The whole point of the initiative, the referendum, and the recall, was for citizens to take back the government from elected officials controlled by special interests. If those same controlled officials can simply ignore the will of the citizenry, then these tools of democracy are useless.
What if Grey Davis had simply ignored his recall? What would have happened.
A far better question is if California's ballot initiative methods are lawful, and an initiative is passed thereby, how is it that the state officials can rightfully refuse to assert what the citizens have lawfully (unless later struck down) done.
I agree, Quayle. The military phrase "dereliction of duty" comes to mind.
I've never understood the purpose behind the concept of "standing". Of course, as an idiot, there are many things that I don't understand. "Toilet paper", for example -- what's up with that? I mean, what's the use for this stuff? Who writes letters while dropping a deuce?
But seriously: Maybe one of you lawerly commenters can explain it to me. Hypothetical: A new law allows hunting of Eskimos. I want to challenge this law, because I feel sorry for the poor snow-bunnies.
But I guess I can't, because I don't have standing -- I'm not an Eskimo myself, so I don't have anything to lose personally from this law, or to gain if it's declared unconstitutional.
I could argue that I'd lose the opportunity to see Eskimos in National Geographic; but I guess this would be called too tenuous of a connection to be valid.
********************
■ TASK DIRECTIONS:
Extract everything from "But seriously: Maybe" down to "to be valid." in the comments on ballot initiatives and legal standing. The lines that follow the comments have nothing to do with this.

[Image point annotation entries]
********************
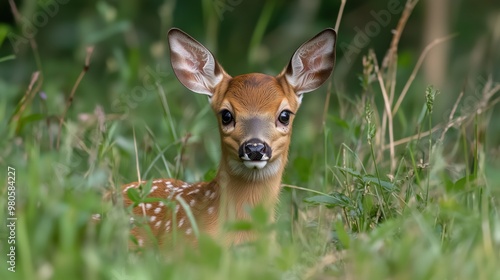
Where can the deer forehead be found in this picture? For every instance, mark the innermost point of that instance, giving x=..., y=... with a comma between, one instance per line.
x=257, y=95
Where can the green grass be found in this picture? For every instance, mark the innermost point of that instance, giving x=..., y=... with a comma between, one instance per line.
x=349, y=208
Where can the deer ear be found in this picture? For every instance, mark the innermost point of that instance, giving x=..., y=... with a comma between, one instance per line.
x=194, y=65
x=312, y=63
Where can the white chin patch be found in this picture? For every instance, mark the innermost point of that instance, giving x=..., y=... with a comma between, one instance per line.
x=255, y=164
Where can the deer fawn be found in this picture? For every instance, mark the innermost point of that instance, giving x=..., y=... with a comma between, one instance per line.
x=255, y=114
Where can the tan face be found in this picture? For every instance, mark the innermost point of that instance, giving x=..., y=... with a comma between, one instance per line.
x=255, y=116
x=255, y=111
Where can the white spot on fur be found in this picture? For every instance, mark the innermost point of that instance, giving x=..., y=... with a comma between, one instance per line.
x=193, y=192
x=158, y=224
x=255, y=164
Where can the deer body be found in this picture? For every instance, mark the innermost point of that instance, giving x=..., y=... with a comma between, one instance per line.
x=255, y=114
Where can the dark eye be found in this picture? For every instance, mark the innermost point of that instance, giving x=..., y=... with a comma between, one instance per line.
x=284, y=117
x=226, y=117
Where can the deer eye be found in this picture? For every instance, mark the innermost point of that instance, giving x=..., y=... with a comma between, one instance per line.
x=226, y=117
x=284, y=117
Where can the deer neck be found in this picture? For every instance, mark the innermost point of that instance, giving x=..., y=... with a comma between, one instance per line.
x=238, y=194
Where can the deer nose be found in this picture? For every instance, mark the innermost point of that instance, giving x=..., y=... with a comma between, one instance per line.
x=255, y=150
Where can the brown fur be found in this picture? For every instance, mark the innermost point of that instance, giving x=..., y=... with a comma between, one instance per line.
x=255, y=102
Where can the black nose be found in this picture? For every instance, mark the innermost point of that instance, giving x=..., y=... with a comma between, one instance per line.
x=255, y=149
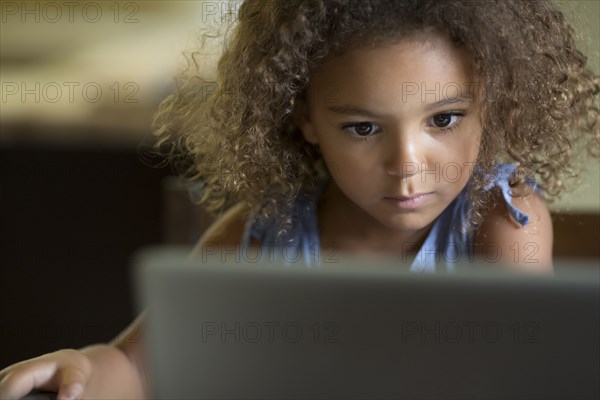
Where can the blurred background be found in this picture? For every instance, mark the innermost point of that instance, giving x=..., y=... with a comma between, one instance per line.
x=80, y=81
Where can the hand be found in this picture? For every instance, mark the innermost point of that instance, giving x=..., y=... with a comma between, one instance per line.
x=65, y=372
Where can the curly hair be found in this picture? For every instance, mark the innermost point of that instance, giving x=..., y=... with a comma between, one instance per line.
x=241, y=144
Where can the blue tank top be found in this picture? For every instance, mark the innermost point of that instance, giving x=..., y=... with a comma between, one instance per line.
x=447, y=243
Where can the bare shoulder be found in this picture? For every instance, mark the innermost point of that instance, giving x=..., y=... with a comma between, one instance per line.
x=503, y=240
x=225, y=231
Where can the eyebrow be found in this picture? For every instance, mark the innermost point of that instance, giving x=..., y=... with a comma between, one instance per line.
x=352, y=110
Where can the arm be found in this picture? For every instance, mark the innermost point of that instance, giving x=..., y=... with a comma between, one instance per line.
x=503, y=240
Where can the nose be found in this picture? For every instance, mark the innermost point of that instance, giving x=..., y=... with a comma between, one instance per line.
x=403, y=158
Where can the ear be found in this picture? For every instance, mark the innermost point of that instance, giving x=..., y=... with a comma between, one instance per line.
x=301, y=118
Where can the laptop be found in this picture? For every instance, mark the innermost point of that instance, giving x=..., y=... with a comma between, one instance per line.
x=366, y=328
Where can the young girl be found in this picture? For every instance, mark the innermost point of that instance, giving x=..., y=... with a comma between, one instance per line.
x=428, y=130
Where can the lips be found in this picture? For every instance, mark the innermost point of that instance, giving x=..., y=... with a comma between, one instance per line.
x=408, y=203
x=405, y=198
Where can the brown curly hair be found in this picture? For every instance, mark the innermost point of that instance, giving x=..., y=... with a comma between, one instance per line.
x=240, y=143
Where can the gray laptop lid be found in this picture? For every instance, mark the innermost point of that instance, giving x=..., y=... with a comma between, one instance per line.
x=366, y=330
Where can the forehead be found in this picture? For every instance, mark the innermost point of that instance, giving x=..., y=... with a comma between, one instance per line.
x=428, y=67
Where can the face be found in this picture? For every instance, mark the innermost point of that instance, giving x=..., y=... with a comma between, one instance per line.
x=398, y=127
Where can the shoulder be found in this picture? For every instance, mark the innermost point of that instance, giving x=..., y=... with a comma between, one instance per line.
x=226, y=232
x=501, y=239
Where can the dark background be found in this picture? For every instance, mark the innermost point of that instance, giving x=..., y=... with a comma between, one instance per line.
x=71, y=218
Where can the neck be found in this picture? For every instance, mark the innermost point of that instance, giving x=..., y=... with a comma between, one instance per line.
x=352, y=229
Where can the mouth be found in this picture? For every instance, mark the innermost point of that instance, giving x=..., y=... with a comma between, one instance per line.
x=408, y=202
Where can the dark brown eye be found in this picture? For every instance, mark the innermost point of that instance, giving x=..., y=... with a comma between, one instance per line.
x=442, y=120
x=363, y=128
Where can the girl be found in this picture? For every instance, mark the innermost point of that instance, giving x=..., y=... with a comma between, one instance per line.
x=424, y=129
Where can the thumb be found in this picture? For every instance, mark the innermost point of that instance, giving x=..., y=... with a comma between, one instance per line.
x=72, y=383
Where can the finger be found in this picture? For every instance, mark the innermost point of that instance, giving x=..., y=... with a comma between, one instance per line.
x=72, y=383
x=22, y=378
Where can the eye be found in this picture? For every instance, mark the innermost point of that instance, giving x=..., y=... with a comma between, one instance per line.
x=446, y=121
x=362, y=129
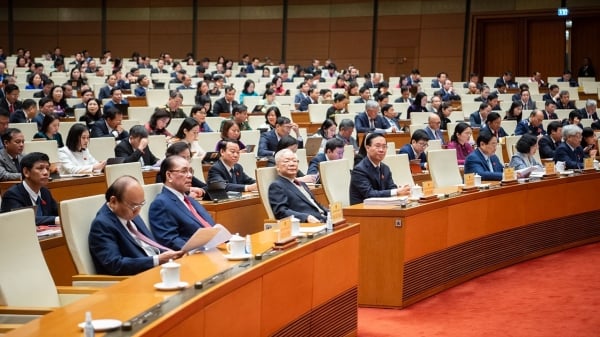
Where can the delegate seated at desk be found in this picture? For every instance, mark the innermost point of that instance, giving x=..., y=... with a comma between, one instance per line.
x=115, y=245
x=289, y=196
x=483, y=160
x=570, y=151
x=227, y=169
x=371, y=177
x=12, y=153
x=174, y=216
x=35, y=169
********************
■ ANSWER TO THE PROBLEM:
But seriously: Maybe one of you lawerly commenters can explain it to me. Hypothetical: A new law allows hunting of Eskimos. I want to challenge this law, because I feel sorry for the poor snow-bunnies.
But I guess I can't, because I don't have standing -- I'm not an Eskimo myself, so I don't have anything to lose personally from this law, or to gain if it's declared unconstitutional.
I could argue that I'd lose the opportunity to see Eskimos in National Geographic; but I guess this would be called too tenuous of a connection to be valid.